* _THE EXERCISE_:
Answer these questions from the film-parody text:
1. What score does the text give "Cruel Intentions"?
2. How does Sebastian die in the "Cruel Intentions" entry?
3. According to the entry for "Cruel Intentions 2", how does the prequel turn out?

I wish we hadn’t gone scuba diving.

Unknown actress

I know. I wanted to go ski-ing…. Hellooo???…. Sod this….

THE END

Audience
(4½ minutes of silence and shock)

9/10.



CRUEL INTENTIONS (Five):

Sara Michelle Geller, aka Buffy, is a spoilt rich teenage brat who controls the school.

Sara Michelle Geller

I’m the sexiest teenage bitch ever despite never ever exposing my bits. You know you want me. You think you are such a love machine, but I bet you can’t shag that flowery virgin Reese Witherspoon. If you do, you can shag me any way shape or form and invite your friends if you like.

Sebastian (Reese Witherspoon’s hubby)

You’re on. No hang on. I love that virgin Reese Witherspoon. I don’t want to shag you any way shape or form. And my friends are gay.

(DIES tragically in a typical Hollywood collision with a car)

Reese Witherspoon

I loved him. Would have done it with him you know.

(She publishes his memoirs and in a DEFAMATORY WAY and without any thought to the potential legal consequences distributes free copies of ALL THE BAD THINGS he wrote about Sara Michelle Geller to everyone in the school)

Sara Michelle Geller

Everyone in school hates me. Worse still no-one will shag me. Not even the headmaster.

7/10.



CRUEL INTENTIONS 2 (Five):

Prequel to ‘Cruel Intentions’ which has all the potential for being a PIGS EAR but turns out to be REASONABLY GOOD.

Unknown actor playing Sebastian

I am charming and funny despite my lack of good looks.

* _LISTING_:
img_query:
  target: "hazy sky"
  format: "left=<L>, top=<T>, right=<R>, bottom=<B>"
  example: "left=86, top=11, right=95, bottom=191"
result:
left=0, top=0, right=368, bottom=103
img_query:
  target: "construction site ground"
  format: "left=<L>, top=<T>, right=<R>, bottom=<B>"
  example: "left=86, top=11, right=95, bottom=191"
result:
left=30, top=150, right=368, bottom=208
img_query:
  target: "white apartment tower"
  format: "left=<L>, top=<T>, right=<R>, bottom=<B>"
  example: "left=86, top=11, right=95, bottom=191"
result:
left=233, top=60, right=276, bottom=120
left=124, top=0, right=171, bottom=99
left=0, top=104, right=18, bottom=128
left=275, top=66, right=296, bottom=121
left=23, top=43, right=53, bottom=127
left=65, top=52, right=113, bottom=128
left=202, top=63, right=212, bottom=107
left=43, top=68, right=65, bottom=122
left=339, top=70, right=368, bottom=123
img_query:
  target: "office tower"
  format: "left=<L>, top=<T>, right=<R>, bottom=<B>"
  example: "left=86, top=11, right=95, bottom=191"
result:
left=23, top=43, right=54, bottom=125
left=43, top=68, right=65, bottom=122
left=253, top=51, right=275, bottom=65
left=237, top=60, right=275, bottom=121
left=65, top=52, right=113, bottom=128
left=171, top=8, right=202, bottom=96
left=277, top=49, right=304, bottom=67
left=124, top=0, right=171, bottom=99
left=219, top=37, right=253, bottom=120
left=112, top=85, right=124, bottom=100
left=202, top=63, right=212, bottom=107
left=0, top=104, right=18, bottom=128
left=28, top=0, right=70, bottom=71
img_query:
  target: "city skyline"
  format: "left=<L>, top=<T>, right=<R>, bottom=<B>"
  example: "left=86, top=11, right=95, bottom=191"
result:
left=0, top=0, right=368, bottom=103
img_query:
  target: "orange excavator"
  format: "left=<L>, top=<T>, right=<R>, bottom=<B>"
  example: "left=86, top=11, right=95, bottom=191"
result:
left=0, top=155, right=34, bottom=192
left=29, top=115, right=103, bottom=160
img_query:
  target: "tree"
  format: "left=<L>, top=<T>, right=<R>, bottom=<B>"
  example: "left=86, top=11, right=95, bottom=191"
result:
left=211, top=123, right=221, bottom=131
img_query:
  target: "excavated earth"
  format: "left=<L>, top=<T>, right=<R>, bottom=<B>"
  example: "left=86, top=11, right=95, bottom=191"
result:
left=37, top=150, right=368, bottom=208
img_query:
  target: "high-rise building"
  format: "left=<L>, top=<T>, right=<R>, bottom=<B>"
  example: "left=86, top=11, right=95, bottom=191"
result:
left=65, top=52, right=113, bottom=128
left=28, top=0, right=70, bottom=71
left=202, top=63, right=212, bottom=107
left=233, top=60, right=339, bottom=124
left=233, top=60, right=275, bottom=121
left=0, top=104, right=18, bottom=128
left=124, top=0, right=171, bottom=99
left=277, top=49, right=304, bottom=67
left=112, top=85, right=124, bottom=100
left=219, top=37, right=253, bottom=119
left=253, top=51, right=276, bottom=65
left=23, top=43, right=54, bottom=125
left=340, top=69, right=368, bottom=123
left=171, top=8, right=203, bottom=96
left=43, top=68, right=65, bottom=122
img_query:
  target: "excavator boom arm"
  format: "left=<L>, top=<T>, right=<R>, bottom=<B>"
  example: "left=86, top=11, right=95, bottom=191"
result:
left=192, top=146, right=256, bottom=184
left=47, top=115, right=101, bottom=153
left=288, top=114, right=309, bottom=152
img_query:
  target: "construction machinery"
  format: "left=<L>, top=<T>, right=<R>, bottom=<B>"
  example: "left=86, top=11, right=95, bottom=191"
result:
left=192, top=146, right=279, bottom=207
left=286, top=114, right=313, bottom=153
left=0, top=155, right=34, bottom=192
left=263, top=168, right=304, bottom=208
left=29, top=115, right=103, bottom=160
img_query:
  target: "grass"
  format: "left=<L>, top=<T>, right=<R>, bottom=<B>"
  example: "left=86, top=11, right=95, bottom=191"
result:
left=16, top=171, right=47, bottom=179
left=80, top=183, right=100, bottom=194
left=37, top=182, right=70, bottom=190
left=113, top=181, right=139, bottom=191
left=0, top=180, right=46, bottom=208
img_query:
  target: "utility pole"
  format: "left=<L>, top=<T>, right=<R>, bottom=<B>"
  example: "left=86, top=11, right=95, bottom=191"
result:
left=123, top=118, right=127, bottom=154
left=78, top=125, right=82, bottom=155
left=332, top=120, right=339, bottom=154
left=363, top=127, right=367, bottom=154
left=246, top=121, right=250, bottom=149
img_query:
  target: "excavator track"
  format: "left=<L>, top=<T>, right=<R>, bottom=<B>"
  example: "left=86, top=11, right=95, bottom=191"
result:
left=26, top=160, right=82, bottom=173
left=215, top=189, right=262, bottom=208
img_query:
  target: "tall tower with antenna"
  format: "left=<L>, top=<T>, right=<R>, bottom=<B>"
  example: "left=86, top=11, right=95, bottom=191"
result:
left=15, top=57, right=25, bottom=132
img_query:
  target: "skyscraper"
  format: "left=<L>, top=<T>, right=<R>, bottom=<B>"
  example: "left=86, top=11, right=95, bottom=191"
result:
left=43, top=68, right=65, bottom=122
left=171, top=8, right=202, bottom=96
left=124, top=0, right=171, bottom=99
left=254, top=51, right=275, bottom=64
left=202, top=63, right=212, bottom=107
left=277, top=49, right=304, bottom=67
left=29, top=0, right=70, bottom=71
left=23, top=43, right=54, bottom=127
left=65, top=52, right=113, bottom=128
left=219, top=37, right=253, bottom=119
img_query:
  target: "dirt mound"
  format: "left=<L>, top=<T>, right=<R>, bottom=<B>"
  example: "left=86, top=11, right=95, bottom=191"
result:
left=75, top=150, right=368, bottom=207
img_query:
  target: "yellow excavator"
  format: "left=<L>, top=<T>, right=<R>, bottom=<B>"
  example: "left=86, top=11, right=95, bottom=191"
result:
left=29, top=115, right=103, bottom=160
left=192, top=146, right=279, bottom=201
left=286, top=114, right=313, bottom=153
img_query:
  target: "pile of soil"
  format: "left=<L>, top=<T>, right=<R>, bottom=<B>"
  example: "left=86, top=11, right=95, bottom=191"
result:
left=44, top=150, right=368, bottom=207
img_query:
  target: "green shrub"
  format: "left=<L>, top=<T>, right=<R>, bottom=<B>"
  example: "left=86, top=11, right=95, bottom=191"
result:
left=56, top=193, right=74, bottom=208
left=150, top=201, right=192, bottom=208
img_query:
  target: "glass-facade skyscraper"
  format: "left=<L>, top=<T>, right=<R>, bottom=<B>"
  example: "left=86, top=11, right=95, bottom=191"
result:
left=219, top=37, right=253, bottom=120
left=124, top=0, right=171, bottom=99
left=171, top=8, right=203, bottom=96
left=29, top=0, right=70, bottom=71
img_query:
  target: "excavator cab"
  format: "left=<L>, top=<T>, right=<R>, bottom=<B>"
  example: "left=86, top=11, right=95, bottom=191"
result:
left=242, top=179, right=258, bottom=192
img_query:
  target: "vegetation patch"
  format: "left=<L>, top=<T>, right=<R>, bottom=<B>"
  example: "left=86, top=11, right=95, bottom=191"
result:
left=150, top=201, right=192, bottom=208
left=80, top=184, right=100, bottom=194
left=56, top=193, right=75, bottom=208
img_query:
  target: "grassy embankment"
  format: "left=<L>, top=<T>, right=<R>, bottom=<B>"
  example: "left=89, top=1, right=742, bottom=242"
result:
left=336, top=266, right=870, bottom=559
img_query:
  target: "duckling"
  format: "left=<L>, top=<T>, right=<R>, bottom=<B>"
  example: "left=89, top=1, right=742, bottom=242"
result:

* _FINAL RESULT_:
1. 7/10.
2. He dies in a typical Hollywood collision with a car.
3. It turns out reasonably good.